▸ THINGS TO DO:
a. Duplicate the text on Maradona's "hand of God" goal in full, word for word.
b. In the stored data entries, set down verbatim every line from the one containing "the person wearing" through the last line of the entries, both ends included.

** start of TEXT SECTION **

Sometimes our legacy isn’t exactly what we want it to be. And that isn’t a bad thing, especially if people love us regardless of how we are defined. One of life’s ironies is we don’t get to choose how we’re remembered, regardless how much we put into that life. Diego Maradona will forever be known as one of soccer’s greatest. But he will also be remembered as the sport’s ultimate flawed genius, and for literally having a hand in one of the World Cup’s most notorious histories.
It happened on June 22, 1986, in front of 114,500 souls at Mexico’s Azteca Stadium. Maradona’s Argentina faced England in the quarterfinal. Tension from the Falklands war between the two countries, four years earlier, still lingered.
Six minutes into the second half of a scoreless match, Maradona plunged into the English defense and slid a short pass to a teammate. The ball ended up on the foot of the English midfielder Steve Hodge, who looped a pass back toward his goalkeeper, Peter Shilton, only to see the predatory Maradona intercede. Though he was only 5 feet 5 inches tall, Maradona jumped high into the air and punched the ball into the net.
He did not use his head, as it first appeared, but rather his left fist, a maneuver not allowed by any soccer player but the goalkeeper. The Tunisian referee should have waved off the goal but, perhaps having not seen the offense, did not.
Maradona later gave conflicting accounts of what had happened. At first he said he had never touched the ball with his fist; then he said he had done so accidentally; then he attributed the goal to divine intervention, to “the hand of God.”
This infuriated the English.
“Brazen and shameless, Maradona was all mock innocence, talking about the ‘hand of God,’” Brian Glanville wrote in his book “The History of the World Cup.” “For England, rather, it was the hand of the devil.”
Four minutes later, Maradona scored again, eventually giving Argentina a 2-1 victory. His second goal came after a dribble of 70 yards through five English players and a final feint past Shilton to power the ball into an empty net. Deftly, he changed directions like a slalom skier slashing from one gate to another.

** end of TEXT SECTION **
** start of RECORDS PROVIDED **

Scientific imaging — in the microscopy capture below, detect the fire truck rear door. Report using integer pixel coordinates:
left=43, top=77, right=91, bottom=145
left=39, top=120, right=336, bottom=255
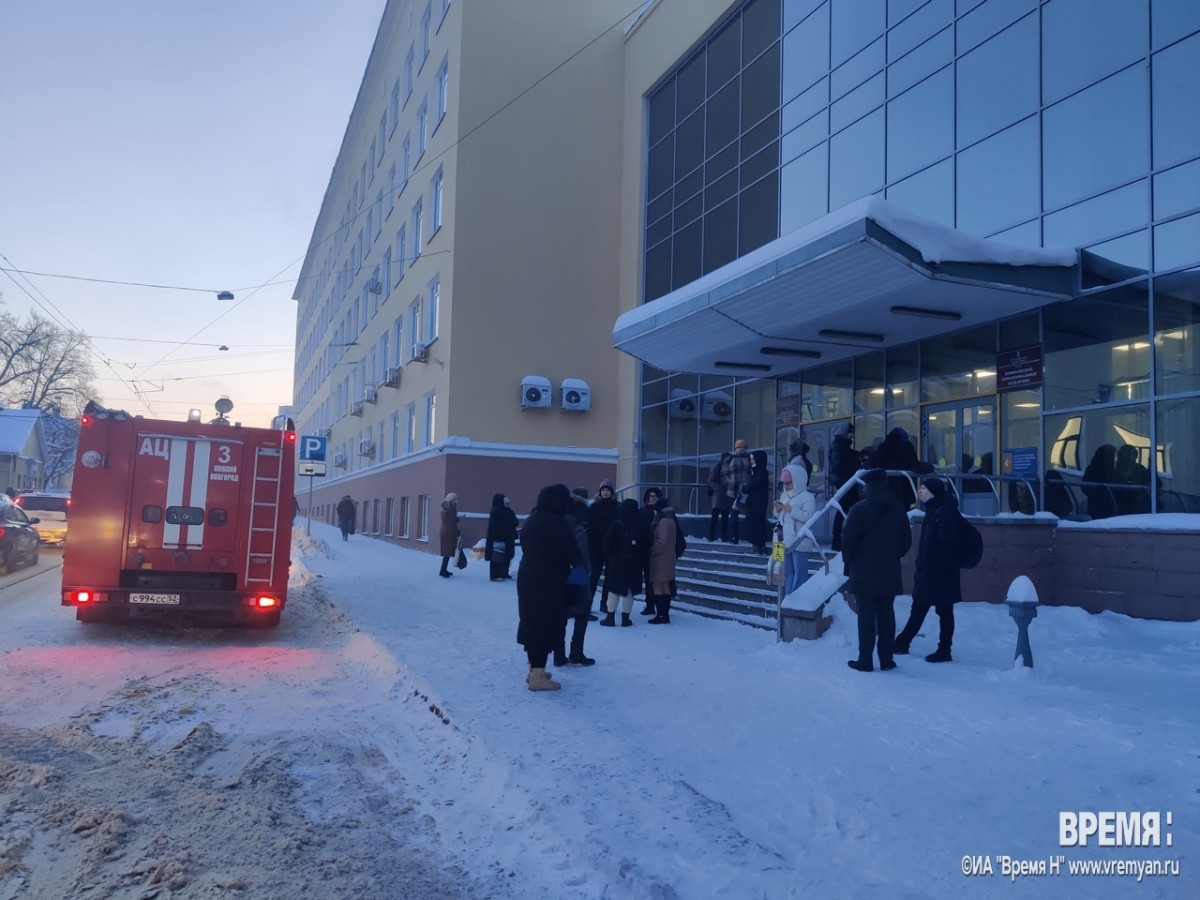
left=130, top=433, right=247, bottom=553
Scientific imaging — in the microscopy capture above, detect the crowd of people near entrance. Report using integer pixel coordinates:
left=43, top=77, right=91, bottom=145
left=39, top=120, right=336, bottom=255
left=337, top=422, right=993, bottom=691
left=321, top=422, right=1171, bottom=691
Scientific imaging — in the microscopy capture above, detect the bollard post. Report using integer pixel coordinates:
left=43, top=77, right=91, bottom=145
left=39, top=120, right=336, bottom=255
left=1004, top=575, right=1038, bottom=668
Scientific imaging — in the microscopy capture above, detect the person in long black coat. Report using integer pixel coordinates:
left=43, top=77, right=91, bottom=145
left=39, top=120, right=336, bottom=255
left=841, top=469, right=912, bottom=672
left=554, top=487, right=595, bottom=666
left=828, top=420, right=859, bottom=552
left=893, top=478, right=962, bottom=662
left=1082, top=444, right=1117, bottom=518
left=875, top=428, right=934, bottom=510
left=637, top=487, right=662, bottom=616
left=588, top=479, right=636, bottom=612
left=517, top=485, right=583, bottom=691
left=600, top=498, right=654, bottom=626
left=337, top=494, right=358, bottom=541
left=745, top=450, right=770, bottom=553
left=484, top=493, right=517, bottom=581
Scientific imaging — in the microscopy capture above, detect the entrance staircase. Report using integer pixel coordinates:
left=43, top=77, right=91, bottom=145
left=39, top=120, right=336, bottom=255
left=671, top=535, right=778, bottom=631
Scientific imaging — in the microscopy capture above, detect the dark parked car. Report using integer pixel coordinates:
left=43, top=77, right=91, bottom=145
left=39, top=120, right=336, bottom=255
left=0, top=497, right=40, bottom=572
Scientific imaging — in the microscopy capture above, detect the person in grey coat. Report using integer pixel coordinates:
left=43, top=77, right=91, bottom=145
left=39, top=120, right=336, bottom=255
left=841, top=469, right=912, bottom=672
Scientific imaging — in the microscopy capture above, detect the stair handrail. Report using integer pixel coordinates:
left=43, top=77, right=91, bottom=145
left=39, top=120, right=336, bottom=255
left=785, top=469, right=918, bottom=575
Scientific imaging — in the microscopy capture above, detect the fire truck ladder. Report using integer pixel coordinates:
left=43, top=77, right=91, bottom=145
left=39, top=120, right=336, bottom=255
left=245, top=446, right=283, bottom=584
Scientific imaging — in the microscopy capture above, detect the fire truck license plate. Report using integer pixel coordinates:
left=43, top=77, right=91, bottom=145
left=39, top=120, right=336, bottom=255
left=130, top=594, right=179, bottom=606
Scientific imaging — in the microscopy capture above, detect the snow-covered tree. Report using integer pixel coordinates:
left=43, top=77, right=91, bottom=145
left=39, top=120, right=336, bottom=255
left=0, top=300, right=96, bottom=416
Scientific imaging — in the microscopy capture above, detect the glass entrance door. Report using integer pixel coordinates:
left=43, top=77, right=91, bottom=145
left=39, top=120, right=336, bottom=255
left=920, top=397, right=1000, bottom=516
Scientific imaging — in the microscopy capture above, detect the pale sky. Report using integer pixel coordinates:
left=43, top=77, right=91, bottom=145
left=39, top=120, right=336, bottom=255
left=0, top=0, right=385, bottom=425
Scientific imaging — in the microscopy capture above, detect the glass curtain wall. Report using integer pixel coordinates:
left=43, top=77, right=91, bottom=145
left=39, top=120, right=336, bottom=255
left=640, top=0, right=1200, bottom=516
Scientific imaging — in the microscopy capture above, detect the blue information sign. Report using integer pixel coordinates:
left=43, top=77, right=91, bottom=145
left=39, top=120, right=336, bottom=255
left=300, top=434, right=325, bottom=462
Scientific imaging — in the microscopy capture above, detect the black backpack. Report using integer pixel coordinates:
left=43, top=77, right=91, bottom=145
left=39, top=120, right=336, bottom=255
left=959, top=515, right=983, bottom=569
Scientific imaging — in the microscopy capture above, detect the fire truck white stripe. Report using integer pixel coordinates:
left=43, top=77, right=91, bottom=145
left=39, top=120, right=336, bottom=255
left=187, top=440, right=212, bottom=547
left=162, top=440, right=191, bottom=547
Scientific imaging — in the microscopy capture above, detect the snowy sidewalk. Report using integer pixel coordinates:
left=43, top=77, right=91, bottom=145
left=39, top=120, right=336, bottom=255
left=295, top=524, right=1200, bottom=898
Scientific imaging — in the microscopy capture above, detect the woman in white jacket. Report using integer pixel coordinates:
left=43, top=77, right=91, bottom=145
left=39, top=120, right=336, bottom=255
left=775, top=464, right=817, bottom=594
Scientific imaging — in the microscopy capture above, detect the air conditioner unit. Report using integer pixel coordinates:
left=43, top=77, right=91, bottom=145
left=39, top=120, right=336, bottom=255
left=700, top=391, right=733, bottom=422
left=521, top=376, right=550, bottom=409
left=667, top=388, right=700, bottom=419
left=562, top=378, right=592, bottom=413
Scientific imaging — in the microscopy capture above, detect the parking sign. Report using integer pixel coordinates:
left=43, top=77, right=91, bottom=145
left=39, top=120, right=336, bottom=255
left=300, top=434, right=325, bottom=462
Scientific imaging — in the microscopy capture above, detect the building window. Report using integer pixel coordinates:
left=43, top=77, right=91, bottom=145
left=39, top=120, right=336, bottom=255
left=406, top=298, right=426, bottom=361
left=416, top=100, right=430, bottom=160
left=392, top=226, right=408, bottom=284
left=430, top=168, right=445, bottom=232
left=416, top=493, right=430, bottom=541
left=421, top=391, right=438, bottom=446
left=425, top=275, right=442, bottom=343
left=410, top=200, right=422, bottom=263
left=404, top=403, right=416, bottom=455
left=397, top=134, right=413, bottom=196
left=404, top=44, right=416, bottom=106
left=438, top=60, right=450, bottom=122
left=421, top=2, right=433, bottom=66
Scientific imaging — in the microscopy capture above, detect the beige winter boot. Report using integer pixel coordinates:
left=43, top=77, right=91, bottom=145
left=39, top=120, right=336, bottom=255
left=526, top=667, right=550, bottom=684
left=526, top=668, right=563, bottom=691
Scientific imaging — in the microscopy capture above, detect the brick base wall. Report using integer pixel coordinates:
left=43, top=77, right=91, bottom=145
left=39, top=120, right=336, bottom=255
left=904, top=518, right=1200, bottom=622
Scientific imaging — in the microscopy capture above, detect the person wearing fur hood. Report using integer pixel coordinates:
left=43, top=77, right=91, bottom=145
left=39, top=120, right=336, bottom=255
left=438, top=491, right=462, bottom=578
left=775, top=463, right=817, bottom=594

** end of RECORDS PROVIDED **

▸ RESPONSES FOR EACH TASK:
a.
Sometimes our legacy isn’t exactly what we want it to be. And that isn’t a bad thing, especially if people love us regardless of how we are defined. One of life’s ironies is we don’t get to choose how we’re remembered, regardless how much we put into that life. Diego Maradona will forever be known as one of soccer’s greatest. But he will also be remembered as the sport’s ultimate flawed genius, and for literally having a hand in one of the World Cup’s most notorious histories.
It happened on June 22, 1986, in front of 114,500 souls at Mexico’s Azteca Stadium. Maradona’s Argentina faced England in the quarterfinal. Tension from the Falklands war between the two countries, four years earlier, still lingered.
Six minutes into the second half of a scoreless match, Maradona plunged into the English defense and slid a short pass to a teammate. The ball ended up on the foot of the English midfielder Steve Hodge, who looped a pass back toward his goalkeeper, Peter Shilton, only to see the predatory Maradona intercede. Though he was only 5 feet 5 inches tall, Maradona jumped high into the air and punched the ball into the net.
He did not use his head, as it first appeared, but rather his left fist, a maneuver not allowed by any soccer player but the goalkeeper. The Tunisian referee should have waved off the goal but, perhaps having not seen the offense, did not.
Maradona later gave conflicting accounts of what had happened. At first he said he had never touched the ball with his fist; then he said he had done so accidentally; then he attributed the goal to divine intervention, to “the hand of God.”
This infuriated the English.
“Brazen and shameless, Maradona was all mock innocence, talking about the ‘hand of God,’” Brian Glanville wrote in his book “The History of the World Cup.” “For England, rather, it was the hand of the devil.”
Four minutes later, Maradona scored again, eventually giving Argentina a 2-1 victory. His second goal came after a dribble of 70 yards through five English players and a final feint past Shilton to power the ball into an empty net. Deftly, he changed directions like a slalom skier slashing from one gate to another.

b.
Scientific imaging — in the microscopy capture above, detect the person wearing fur hood. Report using integer pixel coordinates:
left=43, top=77, right=91, bottom=145
left=39, top=120, right=336, bottom=255
left=438, top=491, right=462, bottom=578
left=775, top=463, right=817, bottom=594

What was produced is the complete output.